- _STATED TASK_
Please reproduce every line of the records below word for word, but leave out the pictures.

Rows taken from a dataset:
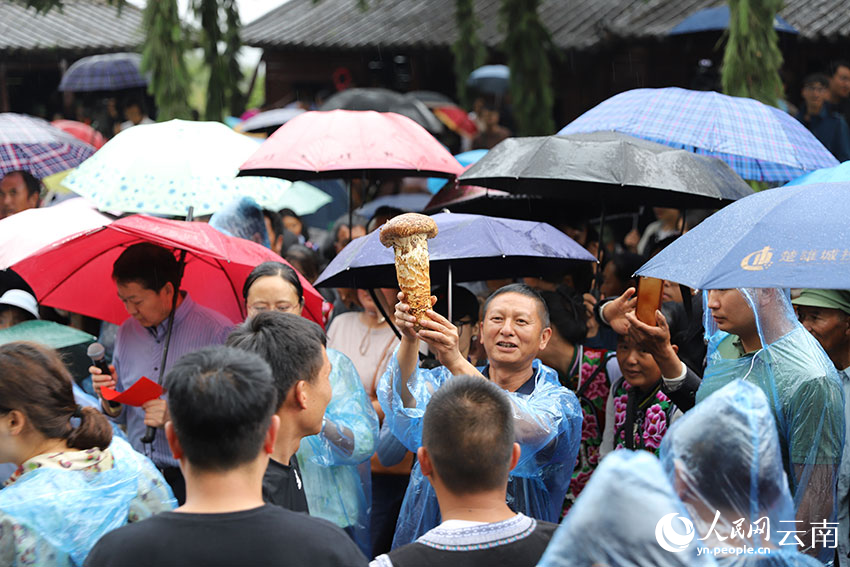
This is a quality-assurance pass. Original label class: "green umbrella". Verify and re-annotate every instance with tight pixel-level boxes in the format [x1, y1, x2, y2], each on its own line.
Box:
[62, 120, 330, 216]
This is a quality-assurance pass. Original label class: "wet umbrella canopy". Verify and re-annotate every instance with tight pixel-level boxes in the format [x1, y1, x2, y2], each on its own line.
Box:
[558, 87, 838, 182]
[458, 132, 752, 211]
[59, 53, 148, 92]
[637, 183, 850, 289]
[315, 213, 595, 288]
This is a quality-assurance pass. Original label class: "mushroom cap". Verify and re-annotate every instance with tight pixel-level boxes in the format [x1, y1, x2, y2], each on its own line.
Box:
[381, 213, 437, 248]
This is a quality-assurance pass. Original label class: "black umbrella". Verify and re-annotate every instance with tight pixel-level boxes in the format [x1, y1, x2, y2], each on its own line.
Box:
[319, 89, 443, 134]
[405, 91, 457, 108]
[458, 132, 753, 212]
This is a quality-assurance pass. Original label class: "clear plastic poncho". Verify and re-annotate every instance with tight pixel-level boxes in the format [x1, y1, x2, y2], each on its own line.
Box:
[378, 349, 582, 549]
[537, 449, 716, 567]
[660, 380, 821, 567]
[297, 348, 378, 557]
[210, 197, 271, 248]
[0, 437, 177, 567]
[696, 288, 844, 561]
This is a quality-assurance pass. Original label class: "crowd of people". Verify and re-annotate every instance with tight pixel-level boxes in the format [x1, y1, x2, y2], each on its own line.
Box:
[0, 62, 850, 567]
[0, 187, 850, 567]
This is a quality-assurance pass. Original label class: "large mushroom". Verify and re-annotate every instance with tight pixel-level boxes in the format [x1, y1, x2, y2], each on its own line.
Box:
[381, 213, 437, 328]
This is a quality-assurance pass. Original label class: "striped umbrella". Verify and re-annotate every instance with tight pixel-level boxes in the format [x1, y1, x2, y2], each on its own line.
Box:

- _RESULT OF THE EXERCISE_
This is a quality-assurance pass. Original label class: "green umbrella". Verify and re-annotate every instance with tight pixel-level boxes in the format [x1, y1, x2, y2], each on its own line.
Box:
[62, 120, 330, 216]
This is a quality-assurance pass. Original label class: "wet umbrella canopy". Verify and re-annotate every instance with tight pixel-level boxes in the format [x1, y1, x2, y2], each on its own line.
Box:
[558, 87, 838, 182]
[458, 132, 752, 211]
[59, 53, 148, 92]
[637, 183, 850, 289]
[315, 213, 595, 288]
This is a quality-assurance pass. Original label class: "mushroom cap". Verify and re-annotate every instance with tight pixel-level boxes in the format [x1, y1, x2, y2], each on its own line.
Box:
[381, 213, 437, 248]
This is a quality-assurance pass. Original label class: "black umbrella". Verify and re-annotate every instance with tight pixel-level boxes in the format [x1, y1, x2, y2], each on its own line.
Box:
[319, 89, 443, 134]
[405, 91, 457, 108]
[458, 132, 753, 212]
This is a quality-assurance pass. Original label class: "clear plastic poncho". Verify and re-annotate every instance with tight pixel-level boxes in the format [x1, y1, x2, y2], each on its own line.
Box:
[378, 349, 582, 549]
[537, 449, 716, 567]
[660, 380, 821, 567]
[297, 348, 378, 557]
[210, 197, 271, 248]
[0, 437, 177, 567]
[696, 288, 844, 561]
This is a quality-assurance pass. Original label class: "crowd of people". Verify and re-annotate every instance with tight pixel-level boxes in the format [x1, y1, x2, y2], each on its own line.
Box:
[0, 62, 850, 567]
[0, 187, 850, 567]
This is a quality-assurance pass. Original label class: "large mushroom". Verify and re-annotate every instance with tight pixel-level boxes in the format [x1, y1, x2, y2], each on its own line.
Box:
[381, 213, 437, 328]
This is a quality-assurance pass. Original label class: "striped umbrella". Verify and re-annotate every instance with tight pixel-level boxes in the format [x1, y1, x2, y2], each on its own line.
Box:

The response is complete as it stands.